Rewrite the lines from the one with "Objective — for every instance of the black belt, mark" through the final line, swapping "black belt" for "leather belt" and changing nothing else.

++++++

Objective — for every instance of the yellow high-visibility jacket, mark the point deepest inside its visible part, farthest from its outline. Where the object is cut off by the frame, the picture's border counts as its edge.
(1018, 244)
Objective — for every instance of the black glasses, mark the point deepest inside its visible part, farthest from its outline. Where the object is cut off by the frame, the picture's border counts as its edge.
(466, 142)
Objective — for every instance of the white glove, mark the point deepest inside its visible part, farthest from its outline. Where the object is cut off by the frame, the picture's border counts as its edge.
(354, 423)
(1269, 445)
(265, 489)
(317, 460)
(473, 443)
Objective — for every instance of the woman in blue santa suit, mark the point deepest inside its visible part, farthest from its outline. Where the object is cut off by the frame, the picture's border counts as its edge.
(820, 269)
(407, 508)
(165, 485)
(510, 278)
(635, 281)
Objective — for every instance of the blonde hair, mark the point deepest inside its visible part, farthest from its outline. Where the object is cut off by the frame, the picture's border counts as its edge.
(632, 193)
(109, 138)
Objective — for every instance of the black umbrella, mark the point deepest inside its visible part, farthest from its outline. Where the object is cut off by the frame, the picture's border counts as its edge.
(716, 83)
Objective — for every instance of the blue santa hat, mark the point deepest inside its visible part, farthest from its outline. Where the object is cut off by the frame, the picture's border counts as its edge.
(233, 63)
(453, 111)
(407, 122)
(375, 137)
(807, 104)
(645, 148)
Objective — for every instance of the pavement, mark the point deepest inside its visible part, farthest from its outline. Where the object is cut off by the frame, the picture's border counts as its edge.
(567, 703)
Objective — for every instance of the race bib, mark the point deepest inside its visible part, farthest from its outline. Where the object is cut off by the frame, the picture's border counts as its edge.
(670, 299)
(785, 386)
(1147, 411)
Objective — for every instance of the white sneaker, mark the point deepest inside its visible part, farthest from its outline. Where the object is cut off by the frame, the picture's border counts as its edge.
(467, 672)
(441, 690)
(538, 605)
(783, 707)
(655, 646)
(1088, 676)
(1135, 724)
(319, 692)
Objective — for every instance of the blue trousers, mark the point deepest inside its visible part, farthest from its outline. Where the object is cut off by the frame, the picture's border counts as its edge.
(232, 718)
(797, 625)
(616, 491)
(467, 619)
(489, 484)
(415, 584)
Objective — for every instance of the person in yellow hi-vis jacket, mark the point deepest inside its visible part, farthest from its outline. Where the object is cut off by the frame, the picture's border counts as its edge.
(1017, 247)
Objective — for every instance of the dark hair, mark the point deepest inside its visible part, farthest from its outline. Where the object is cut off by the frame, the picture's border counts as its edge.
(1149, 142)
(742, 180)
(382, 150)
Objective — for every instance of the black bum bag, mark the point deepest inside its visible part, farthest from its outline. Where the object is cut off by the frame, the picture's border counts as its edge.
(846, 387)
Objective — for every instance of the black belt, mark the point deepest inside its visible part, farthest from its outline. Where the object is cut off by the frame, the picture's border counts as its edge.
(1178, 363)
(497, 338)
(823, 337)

++++++

- Exercise output -
Objective — for every instance of the leather belt, mark the point deepest inside its visible part, farthest from its outline. Where the object is cut off by the frame, the picture's border counts as its edge.
(1178, 363)
(497, 338)
(823, 337)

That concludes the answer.